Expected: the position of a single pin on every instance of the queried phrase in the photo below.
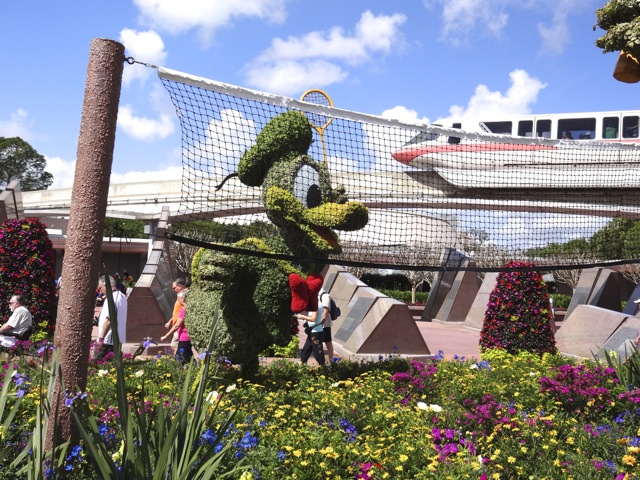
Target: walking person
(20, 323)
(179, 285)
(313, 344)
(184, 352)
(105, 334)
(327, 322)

--

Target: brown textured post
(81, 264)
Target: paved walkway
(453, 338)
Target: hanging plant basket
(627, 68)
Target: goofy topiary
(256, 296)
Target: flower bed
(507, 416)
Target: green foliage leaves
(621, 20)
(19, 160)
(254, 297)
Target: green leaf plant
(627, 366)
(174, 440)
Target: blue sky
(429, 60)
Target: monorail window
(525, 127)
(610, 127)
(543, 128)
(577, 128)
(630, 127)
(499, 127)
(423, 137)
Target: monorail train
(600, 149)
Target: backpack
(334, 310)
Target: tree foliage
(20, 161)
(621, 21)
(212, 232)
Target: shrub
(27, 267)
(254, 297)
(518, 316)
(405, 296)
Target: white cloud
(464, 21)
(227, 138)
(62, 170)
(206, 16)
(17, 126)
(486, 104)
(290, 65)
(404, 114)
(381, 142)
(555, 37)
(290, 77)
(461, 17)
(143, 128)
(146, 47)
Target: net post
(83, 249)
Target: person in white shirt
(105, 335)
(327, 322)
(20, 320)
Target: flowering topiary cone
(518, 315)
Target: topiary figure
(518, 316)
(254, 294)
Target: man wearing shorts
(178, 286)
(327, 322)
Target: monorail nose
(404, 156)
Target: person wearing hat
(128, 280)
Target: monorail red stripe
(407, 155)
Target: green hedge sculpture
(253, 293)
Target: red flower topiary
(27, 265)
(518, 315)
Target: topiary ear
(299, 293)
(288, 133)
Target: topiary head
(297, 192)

--

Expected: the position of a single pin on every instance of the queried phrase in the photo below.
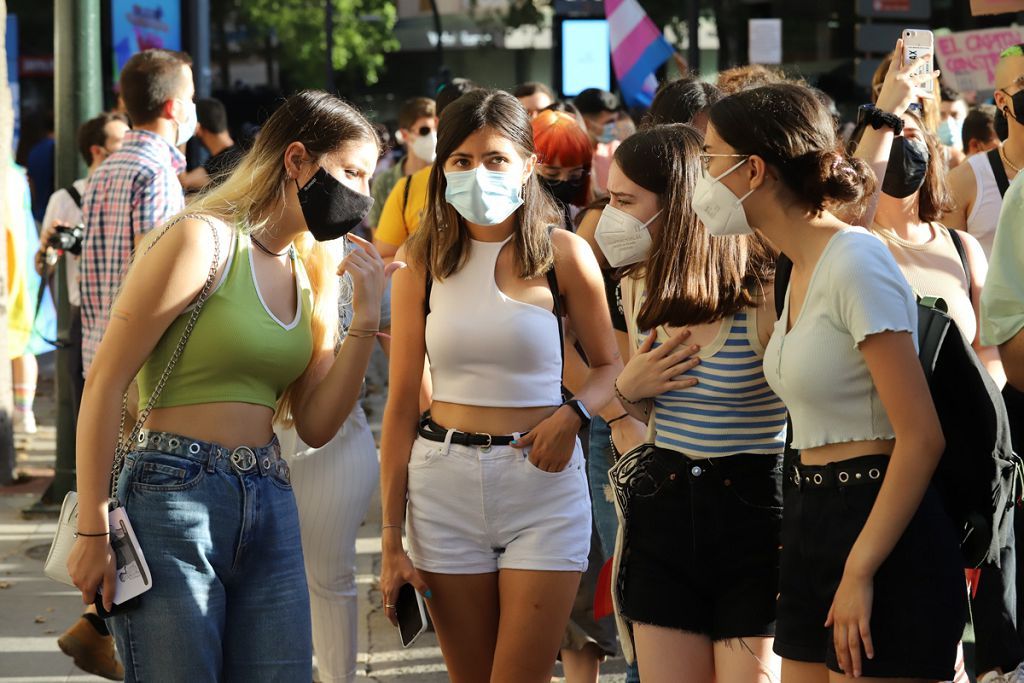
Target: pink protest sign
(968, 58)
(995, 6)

--

- Requirement -
Find each line in the records above that contains the string "monorail", and copy those lines out in full.

- Output for this exercise -
Target: monorail window
Target: monorail train
Target: monorail nose
Target: monorail red stripe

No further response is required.